■ Page ■
━━━━
Features/CPUModels

From QEMU

Summary

This page was about the feature of "externally-configurable" CPU models, but its scope was gradually changed to discussion about the design of the CPU code, the CPU model system. The old "cpudef" config section was deprecated, so the original description doesn't apply anymore.

Owner

Roadmap

After QEMU 1.4

  • CPU feature words refactor
  • x86 CPU properties (Igor Mammedov)
    • Being redone to use static properties
  • machine-friendly error reporting of -cpu enforce/check
  • x86 CPU model subclasses
  • Allow changing of Hypervisor CPUIDs (Don Slutz)
  • Probing for CPU features supported by the host and can be enabled
  • Probing for the features that are actually enabled on each CPU model

Already done

QEMU 1.4

  • Make CPU a subclass of DeviceState (included)
  • APIC-ID-related topology fixes (ehabkost) (RFC submitted)
  • Fixes for -cpu enforce flag

Before QEMU 1.4

  • Drop "-cpu ?dump" (Peter Maydell)
  • Move CPU models to C code (ehabkost)
  • Eliminate cpudef config section support (ehabkost)
  • "unduplicate feature names" series (ehabkost)
  • -cpu host use GET_SUPPORTED_CPUID (ehabkost)
  • add feature flag name list for CPUID 7

Interfaces/requirements for libvirt

Ensuring predictable set of guest features

Requirement: libvirt needs to ensure all features required on the command-line are present and exposed to the guest.

Current problem: libvirt doesn't use the "enforce" flag so it can't guarantee that a given feature will be actually exposed to the guest.

Solution: use the "enforce" flag on the "-cpu" option.

Limitation: no proper machine-friendly interface to report which features are missing.
Workaround: See "querying for host capabilities" below.

Future plans

Machine-friendly reporting of missing host features/capabilities.

Proposal: add "removed-features" property to X86CPU objects
Libvirt could then use "-cpu <model>,check" instead of "enforce", and check if "removed-features" is empty before unpausing the guest or starting migration


Listing CPU models

Requirement: libvirt needs to know which CPU models are available to be used with the "-cpu" option.
━━━━
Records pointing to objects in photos
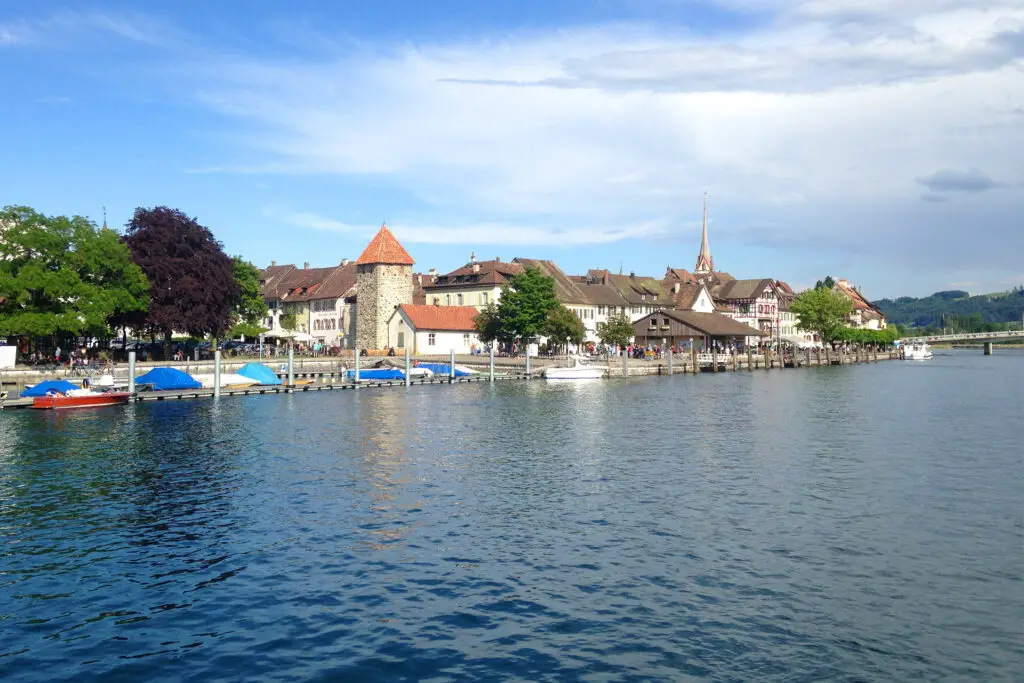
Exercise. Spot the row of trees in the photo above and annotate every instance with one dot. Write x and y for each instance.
(528, 308)
(66, 276)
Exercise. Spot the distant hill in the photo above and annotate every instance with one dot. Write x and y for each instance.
(928, 312)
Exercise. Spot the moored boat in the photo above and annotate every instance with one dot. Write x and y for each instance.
(578, 369)
(918, 351)
(79, 398)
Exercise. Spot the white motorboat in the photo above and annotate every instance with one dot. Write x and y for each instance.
(916, 351)
(579, 368)
(226, 380)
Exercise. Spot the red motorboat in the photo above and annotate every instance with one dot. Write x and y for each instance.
(80, 399)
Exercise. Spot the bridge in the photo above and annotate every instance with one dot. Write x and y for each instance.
(985, 338)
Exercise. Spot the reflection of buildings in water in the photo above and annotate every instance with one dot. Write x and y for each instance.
(384, 420)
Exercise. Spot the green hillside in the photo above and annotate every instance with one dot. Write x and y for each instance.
(956, 309)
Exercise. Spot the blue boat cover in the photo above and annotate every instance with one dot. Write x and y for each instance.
(442, 369)
(49, 385)
(379, 374)
(168, 378)
(259, 372)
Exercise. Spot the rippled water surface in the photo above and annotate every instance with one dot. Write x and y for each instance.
(856, 524)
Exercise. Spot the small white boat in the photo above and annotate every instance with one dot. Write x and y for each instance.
(918, 351)
(579, 369)
(226, 380)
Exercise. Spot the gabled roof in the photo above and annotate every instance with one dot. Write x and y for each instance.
(565, 289)
(712, 325)
(735, 290)
(384, 249)
(271, 279)
(441, 318)
(858, 300)
(486, 272)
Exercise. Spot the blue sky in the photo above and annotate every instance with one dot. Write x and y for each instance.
(873, 140)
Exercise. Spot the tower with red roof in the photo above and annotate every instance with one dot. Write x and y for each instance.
(384, 282)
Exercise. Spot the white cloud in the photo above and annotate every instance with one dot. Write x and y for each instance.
(483, 233)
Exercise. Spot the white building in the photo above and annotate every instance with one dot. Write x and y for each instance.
(433, 330)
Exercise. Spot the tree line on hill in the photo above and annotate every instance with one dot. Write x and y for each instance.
(64, 278)
(955, 311)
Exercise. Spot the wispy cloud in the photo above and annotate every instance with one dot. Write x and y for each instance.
(511, 235)
(949, 180)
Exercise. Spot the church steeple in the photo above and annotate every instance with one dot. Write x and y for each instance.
(705, 262)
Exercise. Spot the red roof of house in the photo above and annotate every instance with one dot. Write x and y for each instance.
(384, 248)
(455, 318)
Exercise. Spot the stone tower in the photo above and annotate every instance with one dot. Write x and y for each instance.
(383, 282)
(706, 265)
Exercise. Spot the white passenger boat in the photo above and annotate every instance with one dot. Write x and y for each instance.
(918, 351)
(578, 369)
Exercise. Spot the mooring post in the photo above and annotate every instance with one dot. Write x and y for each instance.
(216, 374)
(131, 373)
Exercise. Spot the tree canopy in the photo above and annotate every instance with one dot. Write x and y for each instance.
(564, 327)
(617, 331)
(192, 281)
(250, 308)
(822, 311)
(64, 275)
(524, 305)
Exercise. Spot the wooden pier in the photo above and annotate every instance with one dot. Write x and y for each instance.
(686, 364)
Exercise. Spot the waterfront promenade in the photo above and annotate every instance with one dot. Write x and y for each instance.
(331, 373)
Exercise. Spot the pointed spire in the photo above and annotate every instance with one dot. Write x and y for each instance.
(384, 248)
(705, 262)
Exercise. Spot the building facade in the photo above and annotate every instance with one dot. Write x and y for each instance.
(384, 282)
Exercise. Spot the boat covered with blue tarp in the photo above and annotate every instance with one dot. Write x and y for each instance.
(259, 372)
(44, 387)
(444, 369)
(168, 379)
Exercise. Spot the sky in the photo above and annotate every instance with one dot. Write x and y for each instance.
(875, 140)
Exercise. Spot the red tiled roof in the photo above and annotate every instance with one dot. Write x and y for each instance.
(455, 318)
(384, 248)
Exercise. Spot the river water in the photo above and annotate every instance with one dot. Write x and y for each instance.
(845, 523)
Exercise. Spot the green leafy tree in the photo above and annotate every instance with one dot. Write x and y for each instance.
(822, 311)
(617, 331)
(250, 307)
(64, 275)
(564, 327)
(487, 324)
(825, 284)
(525, 303)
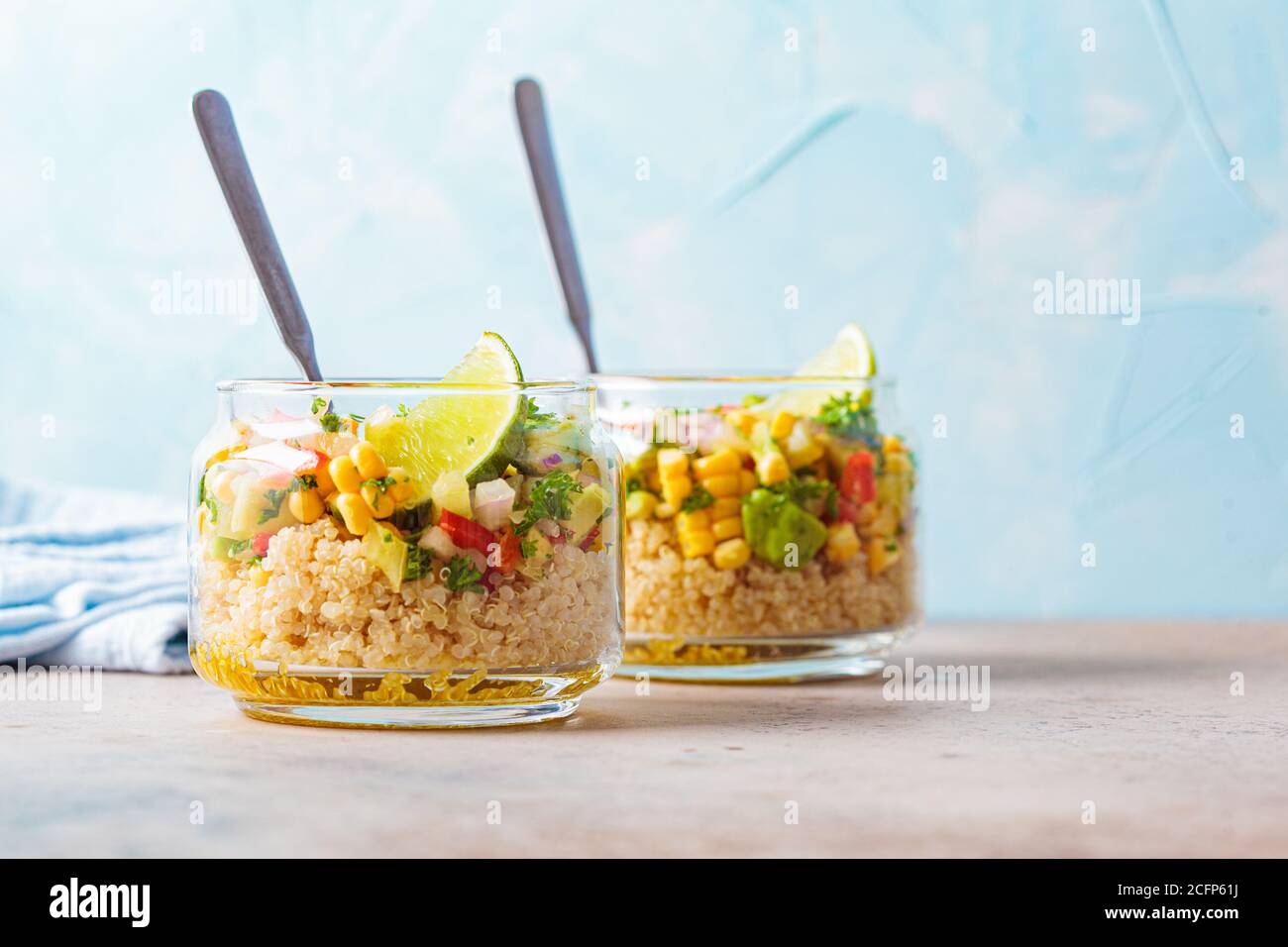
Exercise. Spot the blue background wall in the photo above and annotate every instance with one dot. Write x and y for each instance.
(786, 145)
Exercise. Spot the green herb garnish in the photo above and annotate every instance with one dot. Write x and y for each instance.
(849, 416)
(463, 577)
(699, 499)
(550, 499)
(274, 505)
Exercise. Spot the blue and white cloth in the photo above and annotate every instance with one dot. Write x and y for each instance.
(91, 578)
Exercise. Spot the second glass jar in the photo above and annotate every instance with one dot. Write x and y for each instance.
(771, 525)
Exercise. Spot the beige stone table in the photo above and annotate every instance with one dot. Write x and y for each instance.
(1136, 719)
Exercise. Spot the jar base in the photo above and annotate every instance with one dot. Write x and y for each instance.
(746, 660)
(445, 716)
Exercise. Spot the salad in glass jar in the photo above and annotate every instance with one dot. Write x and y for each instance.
(407, 554)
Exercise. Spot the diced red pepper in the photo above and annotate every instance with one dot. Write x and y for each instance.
(506, 553)
(465, 532)
(859, 478)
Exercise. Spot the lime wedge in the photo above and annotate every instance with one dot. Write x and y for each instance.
(475, 433)
(849, 356)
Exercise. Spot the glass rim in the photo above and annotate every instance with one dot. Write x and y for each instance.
(630, 379)
(428, 384)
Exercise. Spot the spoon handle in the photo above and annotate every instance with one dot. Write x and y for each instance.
(227, 157)
(531, 110)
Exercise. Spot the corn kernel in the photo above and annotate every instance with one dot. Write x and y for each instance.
(772, 468)
(722, 462)
(842, 541)
(671, 462)
(884, 523)
(782, 424)
(691, 522)
(722, 484)
(726, 528)
(726, 506)
(640, 504)
(675, 488)
(353, 510)
(305, 505)
(697, 543)
(368, 462)
(883, 553)
(344, 474)
(732, 554)
(378, 501)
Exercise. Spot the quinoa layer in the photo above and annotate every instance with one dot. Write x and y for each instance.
(673, 595)
(326, 604)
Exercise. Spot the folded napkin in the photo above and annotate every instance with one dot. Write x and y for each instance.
(94, 578)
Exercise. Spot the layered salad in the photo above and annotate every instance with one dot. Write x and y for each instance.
(473, 528)
(789, 513)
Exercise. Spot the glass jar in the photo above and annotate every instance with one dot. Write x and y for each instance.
(772, 530)
(406, 553)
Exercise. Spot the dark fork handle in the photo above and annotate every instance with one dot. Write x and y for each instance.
(227, 157)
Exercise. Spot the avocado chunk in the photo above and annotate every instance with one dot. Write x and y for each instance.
(780, 531)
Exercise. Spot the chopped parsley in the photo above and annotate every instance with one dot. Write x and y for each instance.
(550, 499)
(274, 505)
(330, 420)
(463, 577)
(536, 418)
(699, 499)
(850, 416)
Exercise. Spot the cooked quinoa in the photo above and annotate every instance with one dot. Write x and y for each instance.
(326, 604)
(673, 595)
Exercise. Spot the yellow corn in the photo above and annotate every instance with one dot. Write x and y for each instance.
(344, 474)
(368, 462)
(305, 505)
(726, 528)
(782, 424)
(732, 554)
(722, 484)
(697, 543)
(671, 462)
(722, 462)
(675, 488)
(884, 523)
(378, 501)
(692, 522)
(725, 506)
(400, 489)
(640, 504)
(772, 468)
(353, 510)
(842, 541)
(883, 553)
(223, 486)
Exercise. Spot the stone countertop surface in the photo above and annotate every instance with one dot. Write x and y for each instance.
(1100, 738)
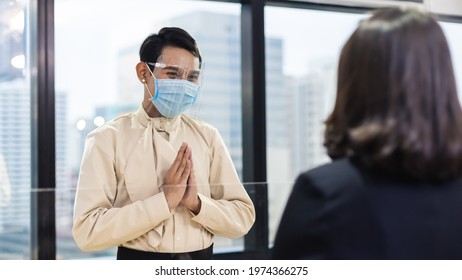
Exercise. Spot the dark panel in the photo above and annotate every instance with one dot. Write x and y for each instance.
(43, 224)
(254, 123)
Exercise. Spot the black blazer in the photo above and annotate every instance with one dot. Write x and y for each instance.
(342, 211)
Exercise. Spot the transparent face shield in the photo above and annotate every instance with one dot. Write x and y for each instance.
(179, 68)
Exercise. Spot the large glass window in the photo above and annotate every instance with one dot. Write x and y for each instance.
(15, 131)
(97, 44)
(302, 49)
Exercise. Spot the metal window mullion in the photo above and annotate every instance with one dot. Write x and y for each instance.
(43, 220)
(254, 122)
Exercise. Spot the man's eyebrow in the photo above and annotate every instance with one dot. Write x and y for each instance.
(173, 67)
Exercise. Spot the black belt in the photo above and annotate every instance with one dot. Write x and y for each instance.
(124, 253)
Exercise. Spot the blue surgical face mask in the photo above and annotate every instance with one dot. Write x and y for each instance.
(174, 96)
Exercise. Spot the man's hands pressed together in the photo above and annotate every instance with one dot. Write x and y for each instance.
(180, 183)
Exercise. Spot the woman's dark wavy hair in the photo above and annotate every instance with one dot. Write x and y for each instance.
(397, 108)
(153, 45)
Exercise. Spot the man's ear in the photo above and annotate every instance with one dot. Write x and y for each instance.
━━━━
■ Set tasks ■
• 1. Using the QEMU CPU models page, decide whether each statement agrees with it. Answer yes or no for each, and quote the deciding words of the page.
(a) The old "cpudef" config section was deprecated.
(b) libvirt currently uses the "enforce" flag.
(c) Making CPU a subclass of DeviceState is listed among the work planned after QEMU 1.4.
• 2. Write the next part of the QEMU CPU models page, starting after its final sentence.

■ Responses ■
• 1.
(a) Yes: "The old "cpudef" config section was deprecated"
(b) No: "libvirt doesn't use the "enforce" flag"
(c) No. It is listed under QEMU 1.4 in the "Already done" part: "Make CPU a subclass of DeviceState (included)"

• 2.
Current problem: libvirt relies on help output parsing for that.

Solution: use QMP qom-list-types command.

Dependency: X86CPU subclasses.
Limitation: needs a live QEMU process for the query.
Example: { "execute": "qom-list-types", "arguments": { "implements": "cpu", "abstract": false } }
Caveat: the CPU class name for -cpu model will in the format model-arch-cpu or model-kvm-arch-cpu.

Solution: use QMP query-cpu-definitions command.

Limitation: needs a live QEMU process for the query.
Probably it will be deprecated in favor of QOM commands.

Requirements: CPU class/model list should not depend on any other command-line option (e.g. not depend on machine-type)

Unanswered question: we may have separated subclasses for KVM and TCG CPU models.

Future plans

It would be interesting to get rid of the requirement for a live QEMU process to be started, just to list CPU models.

Getting information about CPU models

Requirement: libvirt uses the predefined CPU models from QEMU, but it needs to be able to query for CPU model details, to find out how it can create a VM that matches what was requested by the user.

Current problem: libvirt has a copy of the CPU model definitions on its cpu_map.xml file, and the copy can be out of sync in case CPU models in QEMU change. libvirt also assumes that the set of features on each model is always the same on all machine-types, which is not true.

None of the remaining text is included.